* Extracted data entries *

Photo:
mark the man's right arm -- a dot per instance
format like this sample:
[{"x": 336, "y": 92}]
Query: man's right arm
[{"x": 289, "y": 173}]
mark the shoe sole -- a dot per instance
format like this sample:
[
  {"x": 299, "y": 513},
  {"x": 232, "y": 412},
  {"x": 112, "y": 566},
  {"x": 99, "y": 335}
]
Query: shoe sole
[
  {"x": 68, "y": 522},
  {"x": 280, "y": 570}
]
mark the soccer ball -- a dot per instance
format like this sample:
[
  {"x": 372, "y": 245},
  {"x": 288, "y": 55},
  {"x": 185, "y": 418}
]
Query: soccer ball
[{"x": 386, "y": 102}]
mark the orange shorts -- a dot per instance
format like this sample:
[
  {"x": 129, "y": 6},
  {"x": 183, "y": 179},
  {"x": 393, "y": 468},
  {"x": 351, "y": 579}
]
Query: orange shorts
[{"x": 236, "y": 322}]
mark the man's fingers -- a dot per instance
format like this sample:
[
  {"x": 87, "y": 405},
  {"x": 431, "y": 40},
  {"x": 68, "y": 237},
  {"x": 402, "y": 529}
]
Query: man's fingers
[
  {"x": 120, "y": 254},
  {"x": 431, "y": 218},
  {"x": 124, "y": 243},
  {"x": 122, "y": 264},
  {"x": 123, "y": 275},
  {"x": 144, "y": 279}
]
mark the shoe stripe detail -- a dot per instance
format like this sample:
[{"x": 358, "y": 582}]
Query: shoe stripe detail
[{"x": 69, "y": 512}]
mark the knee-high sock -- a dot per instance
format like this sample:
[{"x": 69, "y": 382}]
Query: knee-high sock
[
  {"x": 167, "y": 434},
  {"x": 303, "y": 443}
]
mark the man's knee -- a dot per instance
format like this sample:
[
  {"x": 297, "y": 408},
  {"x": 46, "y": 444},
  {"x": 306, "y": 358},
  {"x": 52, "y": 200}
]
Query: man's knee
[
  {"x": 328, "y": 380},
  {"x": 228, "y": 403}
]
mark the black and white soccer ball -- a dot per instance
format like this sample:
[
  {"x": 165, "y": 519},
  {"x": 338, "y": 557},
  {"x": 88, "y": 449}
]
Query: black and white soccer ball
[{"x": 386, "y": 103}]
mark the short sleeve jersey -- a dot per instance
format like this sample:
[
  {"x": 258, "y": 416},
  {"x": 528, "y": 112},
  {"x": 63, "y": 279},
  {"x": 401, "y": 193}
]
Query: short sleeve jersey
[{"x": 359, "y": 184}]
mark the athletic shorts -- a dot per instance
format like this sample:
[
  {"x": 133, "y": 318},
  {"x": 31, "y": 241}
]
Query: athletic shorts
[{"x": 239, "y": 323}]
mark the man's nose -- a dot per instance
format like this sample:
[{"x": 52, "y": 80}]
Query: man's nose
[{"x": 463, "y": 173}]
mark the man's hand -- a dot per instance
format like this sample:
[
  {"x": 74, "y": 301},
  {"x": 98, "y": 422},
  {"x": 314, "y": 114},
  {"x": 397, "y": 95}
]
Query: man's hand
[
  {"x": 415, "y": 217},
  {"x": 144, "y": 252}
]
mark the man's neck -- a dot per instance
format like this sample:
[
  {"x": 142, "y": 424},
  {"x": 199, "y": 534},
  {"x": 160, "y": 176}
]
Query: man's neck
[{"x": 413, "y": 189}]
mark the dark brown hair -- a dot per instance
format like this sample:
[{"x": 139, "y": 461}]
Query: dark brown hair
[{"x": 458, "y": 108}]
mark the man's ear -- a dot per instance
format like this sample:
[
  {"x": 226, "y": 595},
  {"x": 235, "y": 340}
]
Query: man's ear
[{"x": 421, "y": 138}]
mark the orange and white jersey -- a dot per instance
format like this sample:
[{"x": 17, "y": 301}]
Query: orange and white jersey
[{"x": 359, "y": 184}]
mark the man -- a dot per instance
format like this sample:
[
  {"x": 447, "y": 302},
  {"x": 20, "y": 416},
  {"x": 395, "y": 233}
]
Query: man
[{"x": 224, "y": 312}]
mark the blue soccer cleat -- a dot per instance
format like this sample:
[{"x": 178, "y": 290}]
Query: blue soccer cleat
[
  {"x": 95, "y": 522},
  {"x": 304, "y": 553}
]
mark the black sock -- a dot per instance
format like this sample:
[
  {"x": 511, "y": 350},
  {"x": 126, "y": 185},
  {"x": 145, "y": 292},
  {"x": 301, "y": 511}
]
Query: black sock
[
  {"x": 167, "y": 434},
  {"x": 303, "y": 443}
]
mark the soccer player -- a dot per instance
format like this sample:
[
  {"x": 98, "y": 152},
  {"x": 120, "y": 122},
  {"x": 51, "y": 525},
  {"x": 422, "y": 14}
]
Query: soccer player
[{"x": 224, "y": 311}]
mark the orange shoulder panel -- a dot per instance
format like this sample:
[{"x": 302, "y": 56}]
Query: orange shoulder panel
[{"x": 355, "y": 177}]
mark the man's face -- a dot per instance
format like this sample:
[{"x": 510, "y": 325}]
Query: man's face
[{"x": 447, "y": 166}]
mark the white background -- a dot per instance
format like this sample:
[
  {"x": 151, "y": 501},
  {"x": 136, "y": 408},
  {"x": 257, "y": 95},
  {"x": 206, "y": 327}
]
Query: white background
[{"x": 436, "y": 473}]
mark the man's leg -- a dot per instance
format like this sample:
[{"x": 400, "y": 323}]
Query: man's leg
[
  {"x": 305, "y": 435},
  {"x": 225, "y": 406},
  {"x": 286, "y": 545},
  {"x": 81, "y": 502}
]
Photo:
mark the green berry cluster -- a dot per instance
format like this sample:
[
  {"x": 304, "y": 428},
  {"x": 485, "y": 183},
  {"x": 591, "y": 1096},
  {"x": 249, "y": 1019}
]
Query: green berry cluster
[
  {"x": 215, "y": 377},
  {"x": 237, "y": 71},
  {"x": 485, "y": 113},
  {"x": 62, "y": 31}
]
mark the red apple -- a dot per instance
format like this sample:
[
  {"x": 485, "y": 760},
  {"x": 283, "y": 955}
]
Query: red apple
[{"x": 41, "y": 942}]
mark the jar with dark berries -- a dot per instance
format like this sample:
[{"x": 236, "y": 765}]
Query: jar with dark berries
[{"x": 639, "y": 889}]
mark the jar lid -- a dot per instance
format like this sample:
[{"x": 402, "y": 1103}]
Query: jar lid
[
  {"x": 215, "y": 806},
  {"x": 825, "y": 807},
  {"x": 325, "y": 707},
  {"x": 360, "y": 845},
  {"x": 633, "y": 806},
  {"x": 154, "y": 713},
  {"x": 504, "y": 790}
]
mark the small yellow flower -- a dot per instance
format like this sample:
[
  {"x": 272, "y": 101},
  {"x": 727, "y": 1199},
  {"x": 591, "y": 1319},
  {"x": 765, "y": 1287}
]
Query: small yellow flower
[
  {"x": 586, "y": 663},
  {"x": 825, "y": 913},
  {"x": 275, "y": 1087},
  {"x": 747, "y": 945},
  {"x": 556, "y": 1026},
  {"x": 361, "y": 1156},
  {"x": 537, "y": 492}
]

* Aim of the exercise *
Your reply should consist of the records, duplicated exactly.

* Task output *
Photo:
mark the man's right arm -- a dot per instance
format like this sample:
[{"x": 336, "y": 92}]
Query: man's right arm
[{"x": 289, "y": 173}]
mark the shoe sole -- a dot per instance
format like this sample:
[
  {"x": 299, "y": 513},
  {"x": 232, "y": 412},
  {"x": 112, "y": 566},
  {"x": 99, "y": 335}
]
Query: shoe sole
[
  {"x": 68, "y": 522},
  {"x": 280, "y": 570}
]
mark the soccer ball -- a dot per instance
format like this sample:
[
  {"x": 372, "y": 245},
  {"x": 288, "y": 55},
  {"x": 185, "y": 418}
]
Query: soccer ball
[{"x": 386, "y": 102}]
mark the orange shorts -- a dot per instance
format like this sample:
[
  {"x": 129, "y": 6},
  {"x": 183, "y": 179},
  {"x": 393, "y": 468},
  {"x": 351, "y": 579}
]
Query: orange shorts
[{"x": 236, "y": 322}]
mark the man's fingers -- a dot per instance
format like this sample:
[
  {"x": 87, "y": 405},
  {"x": 431, "y": 40},
  {"x": 68, "y": 237},
  {"x": 402, "y": 529}
]
Query: man's fingers
[
  {"x": 120, "y": 254},
  {"x": 431, "y": 218},
  {"x": 124, "y": 243},
  {"x": 122, "y": 264},
  {"x": 123, "y": 275},
  {"x": 144, "y": 279}
]
mark the shoe stripe detail -- a dot per instance
format like this sample:
[{"x": 358, "y": 582}]
Query: shoe stripe detail
[{"x": 69, "y": 512}]
mark the knee-high sock -- a dot per instance
format like this sample:
[{"x": 69, "y": 382}]
Query: knee-high sock
[
  {"x": 167, "y": 434},
  {"x": 303, "y": 443}
]
mark the man's knee -- a dot per instance
format like this sample:
[
  {"x": 297, "y": 408},
  {"x": 46, "y": 444},
  {"x": 306, "y": 358},
  {"x": 52, "y": 200}
]
Query: man's knee
[
  {"x": 328, "y": 380},
  {"x": 228, "y": 403}
]
mark the black and white soccer ball -- a dot per instance
format like this sample:
[
  {"x": 165, "y": 519},
  {"x": 338, "y": 557},
  {"x": 88, "y": 449}
]
Query: black and white soccer ball
[{"x": 386, "y": 103}]
mark the short sleeve jersey -- a dot per instance
format like this sample:
[
  {"x": 258, "y": 416},
  {"x": 528, "y": 112},
  {"x": 63, "y": 279},
  {"x": 401, "y": 193}
]
Query: short sleeve jersey
[{"x": 359, "y": 184}]
mark the athletic shorts -- a dot per instance
format like this sample:
[
  {"x": 133, "y": 318},
  {"x": 31, "y": 241}
]
Query: athletic shorts
[{"x": 239, "y": 323}]
mark the man's nose -- a dot per instance
format like this sample:
[{"x": 52, "y": 80}]
Query: man's nose
[{"x": 463, "y": 173}]
mark the man's hand -- a dot per instance
format like this sample:
[
  {"x": 74, "y": 301},
  {"x": 98, "y": 422},
  {"x": 314, "y": 114},
  {"x": 397, "y": 95}
]
Query: man's hand
[
  {"x": 415, "y": 217},
  {"x": 144, "y": 252}
]
mark the man's neck -- a dot per instance
format like this sample:
[
  {"x": 142, "y": 424},
  {"x": 199, "y": 534},
  {"x": 160, "y": 176}
]
Query: man's neck
[{"x": 413, "y": 189}]
mark the dark brown hair -- a dot per instance
format like this sample:
[{"x": 139, "y": 461}]
Query: dark brown hair
[{"x": 458, "y": 108}]
mark the man's ear -- a dot per instance
format like this sample:
[
  {"x": 226, "y": 595},
  {"x": 235, "y": 340}
]
Query: man's ear
[{"x": 421, "y": 138}]
mark the orange and white jersey -- a dot per instance
format like this sample:
[{"x": 17, "y": 301}]
Query: orange and white jersey
[{"x": 359, "y": 184}]
mark the man -- a dot per instance
format like this sample:
[
  {"x": 447, "y": 302},
  {"x": 20, "y": 416},
  {"x": 395, "y": 233}
]
Query: man
[{"x": 224, "y": 312}]
mark the blue soccer cleat -- a dot per instance
format like this sample:
[{"x": 178, "y": 290}]
Query: blue soccer cleat
[
  {"x": 95, "y": 522},
  {"x": 304, "y": 553}
]
mark the black sock -- a dot per instance
format like this sample:
[
  {"x": 511, "y": 350},
  {"x": 126, "y": 185},
  {"x": 145, "y": 292},
  {"x": 301, "y": 511}
]
Query: black sock
[
  {"x": 167, "y": 434},
  {"x": 303, "y": 443}
]
mark the soccer player -- a dot per instance
format like this sample:
[
  {"x": 98, "y": 152},
  {"x": 120, "y": 122},
  {"x": 51, "y": 525},
  {"x": 422, "y": 14}
]
Query: soccer player
[{"x": 224, "y": 311}]
mark the orange shoulder panel -- a dot per instance
format like this sample:
[{"x": 302, "y": 56}]
Query: orange shoulder panel
[{"x": 355, "y": 177}]
mark the man's face -- a dot per instance
format like this sample:
[{"x": 510, "y": 325}]
Query: man's face
[{"x": 447, "y": 166}]
mark the white background -- a dot per instance
format like this sample:
[
  {"x": 151, "y": 501},
  {"x": 136, "y": 408},
  {"x": 257, "y": 95},
  {"x": 206, "y": 327}
]
Query: white background
[{"x": 436, "y": 473}]
mark the man's leg -- a dot per instance
format like this sample:
[{"x": 400, "y": 323}]
Query: man's leg
[
  {"x": 305, "y": 435},
  {"x": 225, "y": 406},
  {"x": 286, "y": 545},
  {"x": 81, "y": 502}
]
Photo:
mark the green berry cluster -- a dot per instance
format like this sample:
[
  {"x": 304, "y": 428},
  {"x": 485, "y": 183},
  {"x": 591, "y": 1096},
  {"x": 249, "y": 1019}
]
Query: green berry cluster
[
  {"x": 215, "y": 377},
  {"x": 237, "y": 71},
  {"x": 485, "y": 113},
  {"x": 62, "y": 31}
]
mark the red apple -- a dot per instance
format like this sample:
[
  {"x": 485, "y": 760},
  {"x": 283, "y": 955}
]
Query: red apple
[{"x": 41, "y": 942}]
mark the jar with dark berries -- a dot per instance
format like this sample:
[{"x": 236, "y": 765}]
Query: jar with dark berries
[{"x": 639, "y": 889}]
mark the jar lid -- a dot per instance
format like this sample:
[{"x": 402, "y": 1103}]
Query: jar lid
[
  {"x": 215, "y": 806},
  {"x": 825, "y": 807},
  {"x": 325, "y": 707},
  {"x": 360, "y": 845},
  {"x": 633, "y": 806},
  {"x": 154, "y": 713},
  {"x": 504, "y": 790}
]
mark the small yellow flower -- a dot per instance
format like this sample:
[
  {"x": 272, "y": 101},
  {"x": 727, "y": 1199},
  {"x": 591, "y": 1319},
  {"x": 765, "y": 1287}
]
Query: small yellow flower
[
  {"x": 586, "y": 663},
  {"x": 825, "y": 913},
  {"x": 275, "y": 1087},
  {"x": 747, "y": 945},
  {"x": 556, "y": 1026},
  {"x": 361, "y": 1156},
  {"x": 537, "y": 492}
]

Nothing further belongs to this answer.